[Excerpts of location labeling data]
-=-=-

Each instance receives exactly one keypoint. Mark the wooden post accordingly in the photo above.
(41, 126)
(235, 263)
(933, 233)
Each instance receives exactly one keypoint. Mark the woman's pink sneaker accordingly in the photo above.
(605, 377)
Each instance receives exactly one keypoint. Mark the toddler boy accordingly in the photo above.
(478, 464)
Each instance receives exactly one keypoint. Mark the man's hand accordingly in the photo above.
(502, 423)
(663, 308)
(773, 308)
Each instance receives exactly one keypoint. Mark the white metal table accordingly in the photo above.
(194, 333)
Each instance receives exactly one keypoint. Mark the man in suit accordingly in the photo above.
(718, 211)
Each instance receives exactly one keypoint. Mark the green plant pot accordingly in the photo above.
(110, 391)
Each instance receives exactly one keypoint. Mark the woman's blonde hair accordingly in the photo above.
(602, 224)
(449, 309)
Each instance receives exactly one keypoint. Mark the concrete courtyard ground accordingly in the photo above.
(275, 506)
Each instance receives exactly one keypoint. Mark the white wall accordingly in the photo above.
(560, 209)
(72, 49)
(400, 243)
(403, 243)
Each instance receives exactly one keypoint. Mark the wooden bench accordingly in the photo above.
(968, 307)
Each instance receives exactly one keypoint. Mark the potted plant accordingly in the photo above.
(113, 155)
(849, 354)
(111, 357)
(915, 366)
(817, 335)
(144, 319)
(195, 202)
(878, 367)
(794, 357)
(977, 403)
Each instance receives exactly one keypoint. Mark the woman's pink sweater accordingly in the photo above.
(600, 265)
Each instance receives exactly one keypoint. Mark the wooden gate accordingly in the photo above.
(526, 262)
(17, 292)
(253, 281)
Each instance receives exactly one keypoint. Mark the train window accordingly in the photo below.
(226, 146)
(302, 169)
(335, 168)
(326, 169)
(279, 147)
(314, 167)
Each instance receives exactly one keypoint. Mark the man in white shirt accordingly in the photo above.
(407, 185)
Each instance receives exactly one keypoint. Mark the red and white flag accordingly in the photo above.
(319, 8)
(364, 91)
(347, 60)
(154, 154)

-=-=-

SET EXERCISE → Write out the items again from the line with "bench accordingly in the photo above." through the end of the items, keeping the requests unchanged. Multiply every coordinate in the answers by 2.3 and round to whole numbers, with halves rounded up.

FINAL RESULT →
Each instance receives exactly one keypoint. Mark the wooden bench accordingly in the photo above.
(2226, 706)
Each instance receives exactly one keypoint. Mark the potted plant accordingly in the photo above.
(260, 357)
(1953, 814)
(255, 821)
(2105, 842)
(1879, 771)
(331, 734)
(449, 465)
(2019, 844)
(1826, 821)
(2247, 927)
Each instance receives exactly one keypoint. Mark the woman's pink sweater accordingly in the photo above.
(1380, 610)
Each instance receives exactly one keypoint. Mark the wooden gate accordingly in the photo above.
(1210, 603)
(39, 672)
(582, 646)
Each instance receives exactly one keypoint. Mark the train window accordingly in the photo below.
(520, 336)
(695, 389)
(771, 386)
(750, 389)
(642, 338)
(722, 384)
Each instance receives exactly one keypoint. Mark the man in white shirt accordingly in the photo above.
(936, 426)
Each instance receives exactly one keypoint. Mark the red and white flag accordingly in the photo above.
(734, 18)
(837, 209)
(798, 138)
(354, 354)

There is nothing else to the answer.